## WORK TO COMPLETE
Can you carry on the article about the IRS's AMT Assistant, picking up after its final sentence?

Start of SOURCE TEXT

The AMT Assistant is especially welcome to filers who still do their taxes by hand, because the automated program essentially replaces the tedious worksheet taxpayers are instructed to use to determine if they fall under the AMT.
With the online program, says the IRS, most people will spend only about 10 minutes to find out their AMT fates.
There are a few special instances where a filer will need to take a few extra online steps, such as claiming the foreign tax credit, dealing with disaster-related tax issues or preparing a return for a child. But most taxpayers will only need Form 1040, completed through line 44, (that's the tax you owe under the regular system,) and Schedule A if itemizing.
You don't have to enter your name, Social Security number or other identifying data. The program, which guides you through a series of Q&A pages, only wants the numerical data from your forms.
When you're finished, it will tell you whether you now have to fill out the AMT form, but it won't tell you the actual tax damage. You'll still have to fill out Form 6251 to find out that amount.
AMT starting point
How do you know, without using tax software or the AMT Assistant, if you might be caught in the AMT net? There are some indicators, but it's not always easy to tell.
The starting point for figuring any AMT is your regular taxable income. This is the stage where the AMT Assistant (or worksheet, if you still insist on doing things by hand) kicks in.

End of SOURCE TEXT
Start of MATERIAL SUPPLIED

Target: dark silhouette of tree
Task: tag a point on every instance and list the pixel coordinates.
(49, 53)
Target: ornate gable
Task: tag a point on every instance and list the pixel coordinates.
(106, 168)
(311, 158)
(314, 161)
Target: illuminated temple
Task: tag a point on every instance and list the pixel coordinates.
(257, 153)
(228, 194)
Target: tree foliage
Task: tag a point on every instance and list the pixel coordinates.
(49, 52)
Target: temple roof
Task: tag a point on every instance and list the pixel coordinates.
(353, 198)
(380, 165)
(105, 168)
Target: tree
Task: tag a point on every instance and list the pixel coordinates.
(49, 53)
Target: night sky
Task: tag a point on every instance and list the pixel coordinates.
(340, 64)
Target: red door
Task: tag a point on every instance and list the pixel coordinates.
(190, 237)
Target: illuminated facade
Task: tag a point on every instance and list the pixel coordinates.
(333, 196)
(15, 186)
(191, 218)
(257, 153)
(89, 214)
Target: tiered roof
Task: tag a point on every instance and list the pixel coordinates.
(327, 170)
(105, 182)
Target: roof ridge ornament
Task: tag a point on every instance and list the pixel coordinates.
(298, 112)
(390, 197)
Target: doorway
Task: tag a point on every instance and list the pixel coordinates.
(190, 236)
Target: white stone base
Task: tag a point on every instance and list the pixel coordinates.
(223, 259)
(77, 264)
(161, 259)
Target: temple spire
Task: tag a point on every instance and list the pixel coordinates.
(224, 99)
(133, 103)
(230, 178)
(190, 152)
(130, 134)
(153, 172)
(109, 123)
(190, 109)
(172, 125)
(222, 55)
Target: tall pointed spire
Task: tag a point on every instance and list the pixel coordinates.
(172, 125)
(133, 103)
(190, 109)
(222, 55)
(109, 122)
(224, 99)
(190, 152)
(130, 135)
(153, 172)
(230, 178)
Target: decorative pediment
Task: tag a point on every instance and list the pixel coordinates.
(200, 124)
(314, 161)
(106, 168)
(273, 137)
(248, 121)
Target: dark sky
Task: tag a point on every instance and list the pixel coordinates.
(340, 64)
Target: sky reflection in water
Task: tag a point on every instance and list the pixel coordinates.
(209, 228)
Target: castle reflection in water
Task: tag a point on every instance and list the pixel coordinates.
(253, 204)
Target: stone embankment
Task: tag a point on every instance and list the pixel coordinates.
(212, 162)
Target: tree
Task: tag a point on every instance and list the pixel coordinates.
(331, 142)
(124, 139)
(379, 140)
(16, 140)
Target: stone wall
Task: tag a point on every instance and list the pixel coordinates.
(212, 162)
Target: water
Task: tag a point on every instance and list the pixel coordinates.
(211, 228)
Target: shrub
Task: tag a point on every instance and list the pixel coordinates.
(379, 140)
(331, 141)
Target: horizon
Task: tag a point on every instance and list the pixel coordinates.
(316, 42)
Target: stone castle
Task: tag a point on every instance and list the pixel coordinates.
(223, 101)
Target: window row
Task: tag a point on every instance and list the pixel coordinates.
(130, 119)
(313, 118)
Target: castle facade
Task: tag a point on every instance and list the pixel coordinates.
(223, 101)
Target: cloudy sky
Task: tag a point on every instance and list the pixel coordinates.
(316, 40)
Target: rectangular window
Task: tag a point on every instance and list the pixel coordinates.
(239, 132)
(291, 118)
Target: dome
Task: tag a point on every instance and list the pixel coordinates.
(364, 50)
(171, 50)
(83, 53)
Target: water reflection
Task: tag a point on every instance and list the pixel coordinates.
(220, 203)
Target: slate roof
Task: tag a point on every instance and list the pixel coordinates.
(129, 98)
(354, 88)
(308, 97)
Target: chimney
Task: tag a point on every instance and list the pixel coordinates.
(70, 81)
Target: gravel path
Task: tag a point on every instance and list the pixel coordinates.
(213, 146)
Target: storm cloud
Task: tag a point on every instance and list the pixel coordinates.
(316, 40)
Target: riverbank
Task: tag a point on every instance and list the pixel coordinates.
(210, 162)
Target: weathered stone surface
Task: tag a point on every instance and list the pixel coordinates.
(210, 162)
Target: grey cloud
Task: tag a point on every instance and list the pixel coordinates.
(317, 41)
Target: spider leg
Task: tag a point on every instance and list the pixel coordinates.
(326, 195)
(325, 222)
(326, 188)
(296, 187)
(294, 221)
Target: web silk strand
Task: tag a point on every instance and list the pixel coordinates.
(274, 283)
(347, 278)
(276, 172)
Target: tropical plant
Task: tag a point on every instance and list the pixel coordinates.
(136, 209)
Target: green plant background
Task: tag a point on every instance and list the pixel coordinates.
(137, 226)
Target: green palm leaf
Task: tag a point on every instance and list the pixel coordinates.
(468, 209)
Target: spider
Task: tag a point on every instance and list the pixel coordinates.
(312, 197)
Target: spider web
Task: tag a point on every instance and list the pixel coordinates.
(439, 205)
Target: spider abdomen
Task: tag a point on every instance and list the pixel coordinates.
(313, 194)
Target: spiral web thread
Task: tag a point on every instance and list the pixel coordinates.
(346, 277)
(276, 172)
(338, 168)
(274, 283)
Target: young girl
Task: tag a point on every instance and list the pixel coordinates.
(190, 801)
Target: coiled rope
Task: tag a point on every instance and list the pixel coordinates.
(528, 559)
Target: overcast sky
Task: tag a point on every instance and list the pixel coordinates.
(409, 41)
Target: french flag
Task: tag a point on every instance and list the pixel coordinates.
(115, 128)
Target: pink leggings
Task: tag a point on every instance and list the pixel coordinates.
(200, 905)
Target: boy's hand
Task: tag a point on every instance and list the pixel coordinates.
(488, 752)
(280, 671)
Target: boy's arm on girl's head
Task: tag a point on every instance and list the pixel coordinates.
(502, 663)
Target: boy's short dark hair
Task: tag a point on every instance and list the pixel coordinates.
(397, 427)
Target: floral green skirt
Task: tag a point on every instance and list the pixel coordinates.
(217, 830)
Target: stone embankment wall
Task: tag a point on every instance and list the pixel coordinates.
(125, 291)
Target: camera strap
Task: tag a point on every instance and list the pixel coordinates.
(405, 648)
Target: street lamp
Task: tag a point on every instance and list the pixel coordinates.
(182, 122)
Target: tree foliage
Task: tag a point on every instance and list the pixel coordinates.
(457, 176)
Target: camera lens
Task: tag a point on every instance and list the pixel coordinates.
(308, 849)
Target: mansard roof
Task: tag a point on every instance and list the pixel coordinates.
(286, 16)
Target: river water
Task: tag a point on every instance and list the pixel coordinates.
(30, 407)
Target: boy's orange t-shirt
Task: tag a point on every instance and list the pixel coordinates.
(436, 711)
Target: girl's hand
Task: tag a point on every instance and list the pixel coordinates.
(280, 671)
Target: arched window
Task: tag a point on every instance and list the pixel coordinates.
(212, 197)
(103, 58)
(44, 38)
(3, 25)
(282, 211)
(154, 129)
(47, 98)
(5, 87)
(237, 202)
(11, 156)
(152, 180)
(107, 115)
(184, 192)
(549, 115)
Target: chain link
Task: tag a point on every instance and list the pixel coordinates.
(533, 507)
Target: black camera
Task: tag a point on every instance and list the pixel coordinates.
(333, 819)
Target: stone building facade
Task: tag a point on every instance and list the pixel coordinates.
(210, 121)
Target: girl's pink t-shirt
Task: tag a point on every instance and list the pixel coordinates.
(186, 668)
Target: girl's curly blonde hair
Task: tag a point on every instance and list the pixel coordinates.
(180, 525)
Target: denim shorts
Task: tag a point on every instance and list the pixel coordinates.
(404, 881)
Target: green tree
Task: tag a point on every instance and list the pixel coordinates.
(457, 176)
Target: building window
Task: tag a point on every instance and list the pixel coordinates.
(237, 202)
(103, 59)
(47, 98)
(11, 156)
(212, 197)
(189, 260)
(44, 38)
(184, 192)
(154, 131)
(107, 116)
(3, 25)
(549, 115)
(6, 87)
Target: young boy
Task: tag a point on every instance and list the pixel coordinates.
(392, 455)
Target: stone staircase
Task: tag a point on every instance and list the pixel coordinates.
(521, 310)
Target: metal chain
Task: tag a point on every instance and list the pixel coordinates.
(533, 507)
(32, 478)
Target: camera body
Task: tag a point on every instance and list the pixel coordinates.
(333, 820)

End of MATERIAL SUPPLIED

## EXERCISE ANSWER
Basically, some of the deductions you claimed to figure your regular tax bill must be added back. These are known as tax-preference items. You also might find a special exemption amount is subtracted. The resulting amount is subject to the alternative tax.
Many of the tax breaks not allowed under the AMT system do affect predominantly wealthy individuals or businesses with complicated tax circumstances. These include incentive stock options, intangible drilling costs, tax-exempt interest from certain private activity bonds, and depletion and accelerated depreciation on certain leased personal or real property.
Common tax breaks disallowed
The AMT also rejects or reduces many common tax breaks used every year by individual taxpayers to lower their IRS bills.
For example, under the AMT, you cannot deduct state and local taxes. This is a major blow to many filers, because most states collect income taxes and all jurisdictions have some type of levy that generally can be counted against a federal tax bill.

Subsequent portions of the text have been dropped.